### To do
Render the listing below as a Markdown table with the columns Row and Text. Give each non-blank line its own numbered row, and leave out any pictures.

[start Recorded information]

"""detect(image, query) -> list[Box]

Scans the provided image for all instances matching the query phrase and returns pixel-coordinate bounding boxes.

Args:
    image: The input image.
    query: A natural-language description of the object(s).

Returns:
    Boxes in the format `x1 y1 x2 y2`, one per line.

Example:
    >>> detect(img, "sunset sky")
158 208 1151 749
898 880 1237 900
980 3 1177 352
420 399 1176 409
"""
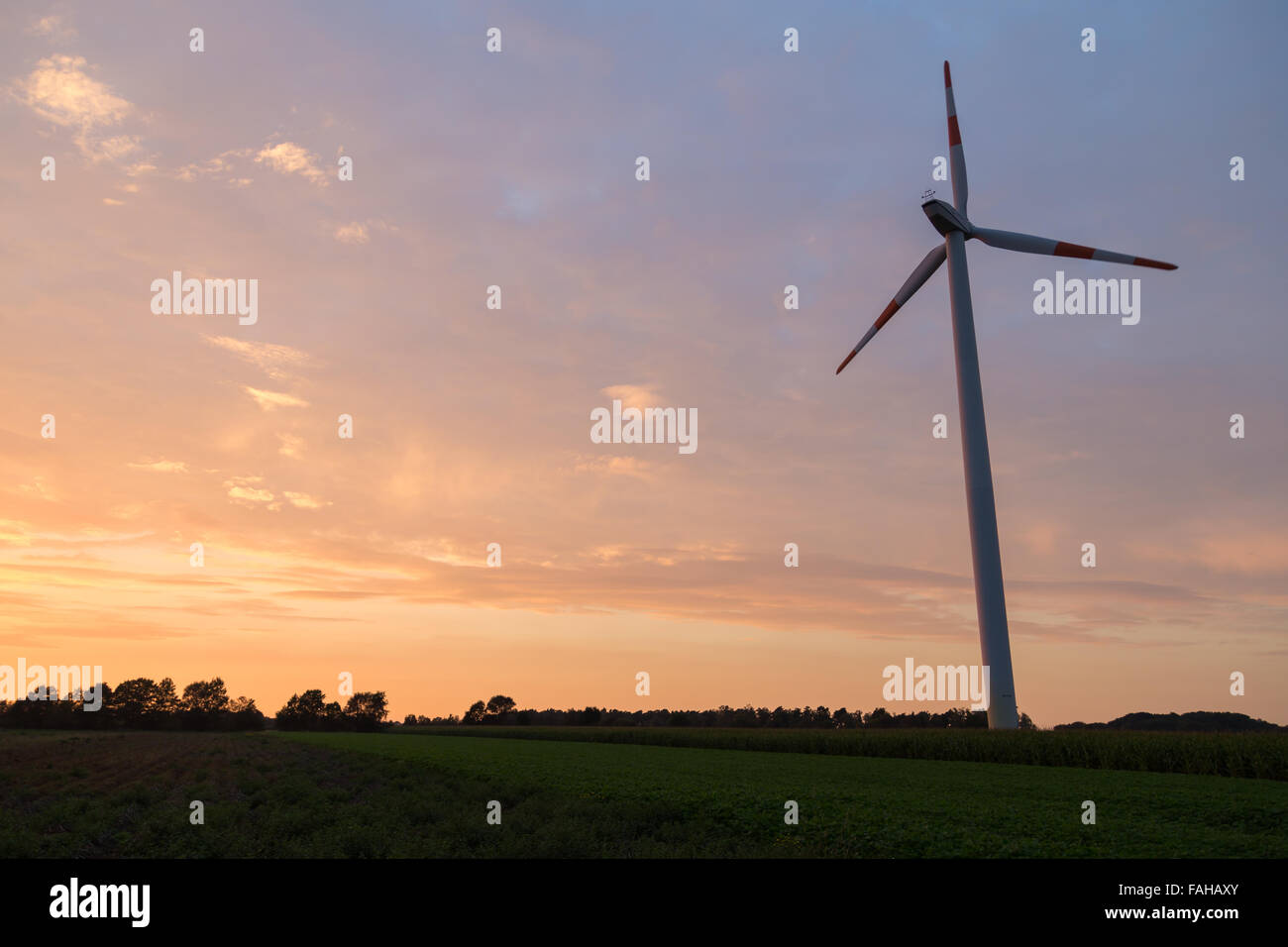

[end Recorded information]

### Correct result
| Row | Text |
|---|---|
| 1 | """detect(image, query) -> list[Box] |
| 2 | Scans the provided image for all instances matching the query phrase and returns pixel-coordinate bounding boxes. |
| 3 | Args: |
| 4 |     image: The input image. |
| 5 |     query: A natural-language description of the object(s). |
| 6 | Returns: |
| 7 |     Boxes in the format `x1 y1 x2 y2`, one per line. |
| 8 | Example: |
| 9 |     >>> detect(img, "sunset sky") |
| 10 | 158 208 1151 749 |
| 11 | 898 880 1237 900 |
| 12 | 980 3 1177 352 |
| 13 | 420 399 1176 409 |
| 14 | """ |